Available records |

((

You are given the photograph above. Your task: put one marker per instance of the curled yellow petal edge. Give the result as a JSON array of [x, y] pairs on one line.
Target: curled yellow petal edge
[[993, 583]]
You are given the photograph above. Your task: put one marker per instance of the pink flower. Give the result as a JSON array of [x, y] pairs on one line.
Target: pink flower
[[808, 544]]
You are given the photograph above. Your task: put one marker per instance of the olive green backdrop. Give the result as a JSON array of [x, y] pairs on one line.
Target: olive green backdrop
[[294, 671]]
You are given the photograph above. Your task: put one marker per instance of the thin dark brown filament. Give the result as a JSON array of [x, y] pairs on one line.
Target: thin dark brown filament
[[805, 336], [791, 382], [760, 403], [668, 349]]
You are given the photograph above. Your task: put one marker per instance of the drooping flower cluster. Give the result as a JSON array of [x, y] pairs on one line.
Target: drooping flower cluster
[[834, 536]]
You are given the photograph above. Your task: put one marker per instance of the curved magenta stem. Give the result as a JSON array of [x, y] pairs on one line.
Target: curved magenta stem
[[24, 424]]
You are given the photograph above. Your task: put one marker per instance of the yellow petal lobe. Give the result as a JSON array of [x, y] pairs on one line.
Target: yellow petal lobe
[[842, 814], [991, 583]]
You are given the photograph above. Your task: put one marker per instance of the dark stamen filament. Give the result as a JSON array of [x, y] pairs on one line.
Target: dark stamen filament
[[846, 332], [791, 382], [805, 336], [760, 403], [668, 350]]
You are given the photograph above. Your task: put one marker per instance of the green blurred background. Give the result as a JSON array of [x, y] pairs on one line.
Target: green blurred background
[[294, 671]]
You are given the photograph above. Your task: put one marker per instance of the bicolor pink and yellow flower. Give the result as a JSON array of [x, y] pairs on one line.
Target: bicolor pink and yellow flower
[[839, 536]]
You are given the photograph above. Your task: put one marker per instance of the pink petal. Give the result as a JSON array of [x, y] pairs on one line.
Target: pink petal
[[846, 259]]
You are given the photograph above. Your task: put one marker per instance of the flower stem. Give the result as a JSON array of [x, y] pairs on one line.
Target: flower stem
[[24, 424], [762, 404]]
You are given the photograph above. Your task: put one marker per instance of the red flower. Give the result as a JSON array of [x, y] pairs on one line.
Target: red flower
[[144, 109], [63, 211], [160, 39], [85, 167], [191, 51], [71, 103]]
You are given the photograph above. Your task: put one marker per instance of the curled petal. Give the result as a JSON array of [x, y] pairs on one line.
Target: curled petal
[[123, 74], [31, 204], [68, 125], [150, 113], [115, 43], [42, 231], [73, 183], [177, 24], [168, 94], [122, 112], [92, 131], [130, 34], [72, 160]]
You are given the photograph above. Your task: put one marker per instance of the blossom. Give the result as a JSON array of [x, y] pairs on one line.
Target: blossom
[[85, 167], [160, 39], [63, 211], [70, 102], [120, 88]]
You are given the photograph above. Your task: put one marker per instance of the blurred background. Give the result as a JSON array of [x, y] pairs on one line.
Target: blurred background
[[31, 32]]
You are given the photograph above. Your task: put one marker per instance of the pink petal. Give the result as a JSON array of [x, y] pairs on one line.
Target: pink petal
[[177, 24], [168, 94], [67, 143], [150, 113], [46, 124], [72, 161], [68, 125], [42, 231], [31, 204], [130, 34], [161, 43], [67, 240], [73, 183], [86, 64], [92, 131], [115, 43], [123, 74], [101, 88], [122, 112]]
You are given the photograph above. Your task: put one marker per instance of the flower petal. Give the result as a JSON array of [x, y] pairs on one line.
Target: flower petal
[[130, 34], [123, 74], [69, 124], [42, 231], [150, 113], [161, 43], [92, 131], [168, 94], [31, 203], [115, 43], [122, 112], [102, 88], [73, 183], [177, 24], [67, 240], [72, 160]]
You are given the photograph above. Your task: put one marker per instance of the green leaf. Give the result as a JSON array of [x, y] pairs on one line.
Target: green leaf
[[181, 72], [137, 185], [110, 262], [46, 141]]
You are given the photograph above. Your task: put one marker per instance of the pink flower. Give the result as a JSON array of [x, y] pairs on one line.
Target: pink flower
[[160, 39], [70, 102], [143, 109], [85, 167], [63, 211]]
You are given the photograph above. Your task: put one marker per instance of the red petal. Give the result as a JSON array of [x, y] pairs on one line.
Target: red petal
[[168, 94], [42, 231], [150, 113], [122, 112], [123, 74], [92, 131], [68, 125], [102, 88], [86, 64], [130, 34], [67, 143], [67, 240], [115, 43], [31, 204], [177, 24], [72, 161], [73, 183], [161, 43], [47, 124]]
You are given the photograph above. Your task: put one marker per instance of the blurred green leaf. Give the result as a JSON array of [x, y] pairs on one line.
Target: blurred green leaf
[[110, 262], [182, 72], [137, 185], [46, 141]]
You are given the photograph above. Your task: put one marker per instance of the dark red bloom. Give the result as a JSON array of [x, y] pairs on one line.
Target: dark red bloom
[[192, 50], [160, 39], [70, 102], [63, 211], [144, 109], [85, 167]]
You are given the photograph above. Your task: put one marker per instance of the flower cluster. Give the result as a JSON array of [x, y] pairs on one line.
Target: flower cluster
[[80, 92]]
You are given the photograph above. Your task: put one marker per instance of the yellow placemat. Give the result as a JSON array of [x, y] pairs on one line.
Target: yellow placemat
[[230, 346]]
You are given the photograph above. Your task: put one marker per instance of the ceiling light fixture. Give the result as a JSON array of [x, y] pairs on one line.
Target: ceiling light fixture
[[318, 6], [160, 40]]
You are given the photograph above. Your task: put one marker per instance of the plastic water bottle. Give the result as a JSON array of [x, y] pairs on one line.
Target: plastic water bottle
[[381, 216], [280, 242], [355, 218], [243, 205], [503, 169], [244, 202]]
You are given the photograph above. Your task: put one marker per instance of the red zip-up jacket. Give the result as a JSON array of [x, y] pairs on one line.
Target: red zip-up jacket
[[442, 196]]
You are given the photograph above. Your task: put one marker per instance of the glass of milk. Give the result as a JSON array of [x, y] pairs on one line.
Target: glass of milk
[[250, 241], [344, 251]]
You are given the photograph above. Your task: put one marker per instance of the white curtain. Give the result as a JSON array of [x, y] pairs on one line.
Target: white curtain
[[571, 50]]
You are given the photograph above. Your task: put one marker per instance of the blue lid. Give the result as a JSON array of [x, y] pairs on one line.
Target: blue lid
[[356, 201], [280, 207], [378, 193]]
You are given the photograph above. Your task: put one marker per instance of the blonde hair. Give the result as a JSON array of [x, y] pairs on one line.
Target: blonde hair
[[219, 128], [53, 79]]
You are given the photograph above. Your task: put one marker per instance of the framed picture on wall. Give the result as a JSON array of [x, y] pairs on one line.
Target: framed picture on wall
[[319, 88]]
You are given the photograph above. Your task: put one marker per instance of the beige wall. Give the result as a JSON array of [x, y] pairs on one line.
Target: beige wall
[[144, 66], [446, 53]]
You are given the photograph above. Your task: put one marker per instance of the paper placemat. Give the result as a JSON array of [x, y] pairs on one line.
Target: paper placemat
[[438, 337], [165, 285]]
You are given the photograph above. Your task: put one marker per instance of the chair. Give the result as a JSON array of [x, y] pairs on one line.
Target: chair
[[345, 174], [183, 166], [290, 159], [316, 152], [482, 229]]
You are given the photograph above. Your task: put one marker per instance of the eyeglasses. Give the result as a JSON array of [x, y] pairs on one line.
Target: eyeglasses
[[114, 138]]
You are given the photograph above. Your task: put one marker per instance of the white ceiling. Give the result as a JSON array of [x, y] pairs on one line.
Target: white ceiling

))

Required work |
Copy the listing above from the line that contains "the green blurred" through the line that contains "34], [72, 160]]", including both end lines. Reproduce each line without alteration.

Answer to the problem |
You are given the photograph above. Your task: put one marker per instance of the green blurred background. Give the result as a JSON array of [x, y] pairs on one line.
Target: green blurred background
[[294, 671]]
You are given the photograph above. Your task: put one marker per instance of the bicolor pink and yellow flower. Give the result as a JSON array of [x, y] pairs on one line.
Target: bicolor pink and yellow flower
[[839, 536]]
You are given the photograph above. Your task: put one marker per instance of the pink petal. Give the result as a JSON array of [x, y] pairs on one line.
Target: pink petal
[[846, 259]]
You are given the photograph above. Your task: put one marker per instance of the flower stem. Give the result as a JSON array of [x, y] pairs on one line.
Target: flower stem
[[24, 424], [762, 404]]
You are given the photograph above. Your task: put one marker per instance of the red flower. Give the result as a JSON array of [x, y] pairs on one line.
Target: red flower
[[144, 109], [63, 211], [160, 39], [85, 167], [191, 51], [71, 103]]
You are given the photograph above. Your task: put one marker per instance of the curled petal. Give the result as a JSON array of [x, y] pairs on one line.
Target: curled petal
[[123, 74], [31, 204], [68, 125], [150, 113], [115, 43], [42, 231], [73, 183], [177, 24], [168, 94], [122, 112], [92, 131], [130, 34], [72, 160]]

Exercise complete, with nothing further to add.